• _AUFGABE_
Übersetzen Sie diesen Satz aus dem Text zur Gesundheitsversorgung in Europa ins Englische: „Eine Unterfinanzierung des öffentlichen Gesundheitswesens wird immerhin für zehn Länder festgestellt.“

• _VORLIEGENDER TEXT_
##########
Fortschritte werden im Rahmen der „Europäischen Säule Sozialer Rechte“ am
Maßstab des Scoreboard-Indikators des selbst wahrgenommen ungedeckten Bedarfs
an Gesundheitsversorgung („unmet need“) gemessen.
Ausgangspunkt und Maßstab ist das Recht aller Menschen auf
einen rechtzeitigen Zugang zu einer bezahlbaren und hochwertigen
Gesundheitsversorgung. Hier werden relevante Lücken festgestellt, sowohl
zwischen als auch innerhalb der untersuchten 35 europäischen Länder. Als
problematisch werden vor allem beurteilt a) die oft unzureichende finanzielle Ausstattung
des öffentlichen Gesundheitssystems, b) Eigenbeteiligungen an den Kosten, c)
Wartelisten und ihre mangelnde Transparenz, und d) die fragmentierte formelle
Absicherung. Im Fokus steht ferner auch die tatsächliche Erreichbarkeit für
sozial marginalisierte („vulnerable“) Gruppen.
Eine Unterfinanzierung des öffentlichen Gesundheitswesens
wird immerhin für zehn Länder festgestellt. Deutschland zählt zwar nicht
hierzu, aber die Budgetierung wird als eine mögliche Quelle „informeller
Rationierung“ benannt.
Deutschland gehört zur (vergleichsweise größeren) Gruppe von
Ländern, in denen Zuzahlungen zu leisten sind, wenn auch gedeckelt – und zwar
unter sozialen Kriterien, was wiederum nur eine Minderheit von Ländern
vorsieht.
##########
• _NACHSTEHENDE DATEN_
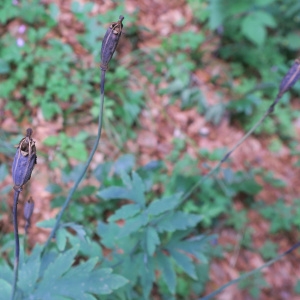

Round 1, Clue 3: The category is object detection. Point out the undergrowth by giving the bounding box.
[0,0,300,300]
##########
• _ERWARTETE AUSGABE_
Underfunding of the public health system is identified in no fewer than ten countries.